Content starts

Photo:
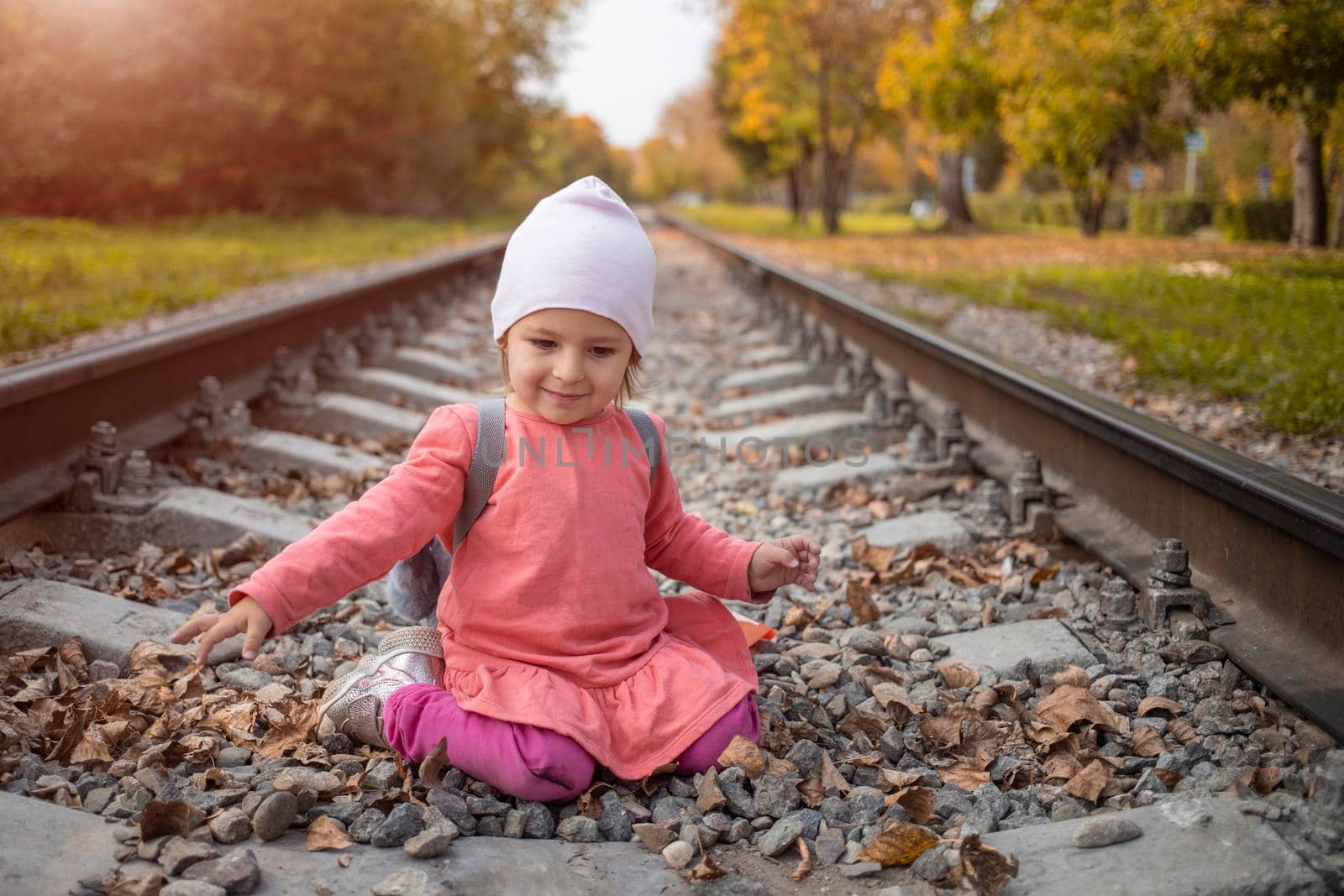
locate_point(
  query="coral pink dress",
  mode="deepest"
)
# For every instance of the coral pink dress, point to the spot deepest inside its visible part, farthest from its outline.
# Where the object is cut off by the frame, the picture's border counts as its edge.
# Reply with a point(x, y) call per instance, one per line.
point(550, 616)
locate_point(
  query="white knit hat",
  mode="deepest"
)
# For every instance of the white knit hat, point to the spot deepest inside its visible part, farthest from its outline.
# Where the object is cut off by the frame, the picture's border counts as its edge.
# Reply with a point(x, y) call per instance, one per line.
point(581, 248)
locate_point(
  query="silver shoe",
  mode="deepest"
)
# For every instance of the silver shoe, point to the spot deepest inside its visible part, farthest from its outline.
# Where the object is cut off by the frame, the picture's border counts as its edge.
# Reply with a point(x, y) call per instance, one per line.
point(354, 705)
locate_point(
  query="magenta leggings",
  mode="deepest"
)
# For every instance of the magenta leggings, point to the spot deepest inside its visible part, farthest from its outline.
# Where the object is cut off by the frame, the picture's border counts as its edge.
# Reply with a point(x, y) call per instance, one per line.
point(526, 761)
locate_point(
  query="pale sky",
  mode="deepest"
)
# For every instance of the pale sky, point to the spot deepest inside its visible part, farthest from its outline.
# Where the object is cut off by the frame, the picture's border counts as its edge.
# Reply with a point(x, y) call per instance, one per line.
point(628, 58)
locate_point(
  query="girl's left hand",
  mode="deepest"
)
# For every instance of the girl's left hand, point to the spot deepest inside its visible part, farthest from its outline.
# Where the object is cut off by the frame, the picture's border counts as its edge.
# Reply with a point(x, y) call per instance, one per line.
point(790, 560)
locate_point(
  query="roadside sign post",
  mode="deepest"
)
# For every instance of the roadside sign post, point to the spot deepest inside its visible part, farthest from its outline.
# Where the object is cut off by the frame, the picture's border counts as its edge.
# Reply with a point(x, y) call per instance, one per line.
point(1195, 147)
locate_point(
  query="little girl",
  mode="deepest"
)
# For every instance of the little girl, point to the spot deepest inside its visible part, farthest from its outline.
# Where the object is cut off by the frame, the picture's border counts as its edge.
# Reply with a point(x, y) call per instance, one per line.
point(554, 647)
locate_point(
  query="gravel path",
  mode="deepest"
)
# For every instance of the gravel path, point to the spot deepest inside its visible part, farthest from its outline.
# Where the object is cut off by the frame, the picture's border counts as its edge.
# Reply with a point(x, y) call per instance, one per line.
point(874, 746)
point(259, 293)
point(1081, 360)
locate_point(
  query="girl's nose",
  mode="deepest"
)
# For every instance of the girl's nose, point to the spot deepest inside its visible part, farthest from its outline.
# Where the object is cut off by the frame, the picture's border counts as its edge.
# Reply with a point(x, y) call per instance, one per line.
point(569, 369)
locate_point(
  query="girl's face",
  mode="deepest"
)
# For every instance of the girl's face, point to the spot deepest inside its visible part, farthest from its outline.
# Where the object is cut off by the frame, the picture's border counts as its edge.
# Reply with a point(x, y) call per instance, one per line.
point(566, 364)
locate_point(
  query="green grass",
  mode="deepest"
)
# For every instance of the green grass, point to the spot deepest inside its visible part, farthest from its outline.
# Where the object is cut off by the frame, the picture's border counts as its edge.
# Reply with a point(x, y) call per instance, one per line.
point(1272, 333)
point(65, 275)
point(773, 221)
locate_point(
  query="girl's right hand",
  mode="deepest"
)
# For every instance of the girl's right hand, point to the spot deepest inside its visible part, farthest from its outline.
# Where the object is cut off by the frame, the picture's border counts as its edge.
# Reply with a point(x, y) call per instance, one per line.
point(246, 616)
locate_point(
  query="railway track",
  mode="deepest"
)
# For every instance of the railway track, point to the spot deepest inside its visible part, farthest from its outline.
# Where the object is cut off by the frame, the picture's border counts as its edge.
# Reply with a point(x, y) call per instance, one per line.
point(979, 530)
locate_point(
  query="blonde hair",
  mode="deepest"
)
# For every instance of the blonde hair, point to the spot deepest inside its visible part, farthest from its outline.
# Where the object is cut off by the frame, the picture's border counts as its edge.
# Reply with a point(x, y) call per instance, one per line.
point(631, 385)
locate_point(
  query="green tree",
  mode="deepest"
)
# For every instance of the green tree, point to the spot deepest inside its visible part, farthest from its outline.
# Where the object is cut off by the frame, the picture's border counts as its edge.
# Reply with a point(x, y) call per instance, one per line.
point(1288, 54)
point(168, 107)
point(944, 74)
point(1084, 89)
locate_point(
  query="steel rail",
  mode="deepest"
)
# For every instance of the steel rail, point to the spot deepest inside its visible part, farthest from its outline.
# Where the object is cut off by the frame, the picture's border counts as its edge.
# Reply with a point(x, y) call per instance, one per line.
point(145, 385)
point(1268, 546)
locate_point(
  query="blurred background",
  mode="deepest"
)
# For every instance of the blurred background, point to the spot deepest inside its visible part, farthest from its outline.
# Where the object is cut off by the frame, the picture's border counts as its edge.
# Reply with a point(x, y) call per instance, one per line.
point(159, 152)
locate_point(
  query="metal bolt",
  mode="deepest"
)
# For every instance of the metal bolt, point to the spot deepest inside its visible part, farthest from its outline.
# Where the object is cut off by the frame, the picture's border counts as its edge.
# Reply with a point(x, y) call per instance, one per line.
point(951, 430)
point(1027, 486)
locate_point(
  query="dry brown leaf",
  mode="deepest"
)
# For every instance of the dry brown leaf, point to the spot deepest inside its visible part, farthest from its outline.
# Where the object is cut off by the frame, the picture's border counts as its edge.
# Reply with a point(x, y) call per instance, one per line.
point(1159, 703)
point(1090, 782)
point(857, 595)
point(958, 674)
point(148, 886)
point(983, 867)
point(432, 768)
point(1180, 730)
point(709, 795)
point(983, 700)
point(324, 833)
point(1041, 575)
point(898, 846)
point(987, 616)
point(1263, 781)
point(887, 694)
point(873, 557)
point(175, 817)
point(1147, 741)
point(806, 862)
point(894, 778)
point(707, 869)
point(651, 782)
point(831, 778)
point(916, 801)
point(1070, 705)
point(967, 773)
point(812, 792)
point(1168, 777)
point(1075, 676)
point(591, 801)
point(745, 755)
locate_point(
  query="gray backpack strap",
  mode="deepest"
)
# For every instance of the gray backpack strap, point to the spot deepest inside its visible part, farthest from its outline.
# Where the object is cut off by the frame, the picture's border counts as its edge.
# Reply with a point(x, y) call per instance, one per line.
point(487, 456)
point(648, 437)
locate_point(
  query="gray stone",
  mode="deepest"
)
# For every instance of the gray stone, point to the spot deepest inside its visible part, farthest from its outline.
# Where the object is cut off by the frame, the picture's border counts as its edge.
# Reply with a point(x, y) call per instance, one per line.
point(1047, 644)
point(366, 825)
point(429, 844)
point(678, 853)
point(181, 853)
point(192, 888)
point(616, 822)
point(454, 808)
point(866, 805)
point(938, 527)
point(580, 829)
point(381, 777)
point(780, 836)
point(403, 822)
point(830, 846)
point(1105, 831)
point(538, 821)
point(1068, 812)
point(867, 642)
point(98, 799)
point(776, 795)
point(275, 815)
point(246, 679)
point(237, 872)
point(737, 799)
point(806, 755)
point(410, 882)
point(860, 869)
point(1176, 856)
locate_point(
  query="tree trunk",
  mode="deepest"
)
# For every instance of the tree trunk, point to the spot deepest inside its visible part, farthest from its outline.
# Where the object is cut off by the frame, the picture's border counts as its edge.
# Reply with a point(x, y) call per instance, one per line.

Content ends

Task details =
All lines containing "gray" in the material above should appear in your reply, copied exactly.

Reply to the task =
  query="gray backpack strap",
# For every instance of the gray backpack strap, point to the spot deepest inside its visible part, farthest from its outline.
  query="gray stone",
# For every instance of the gray stone, point to the spot deepest inside its visible part, farthest from its outline.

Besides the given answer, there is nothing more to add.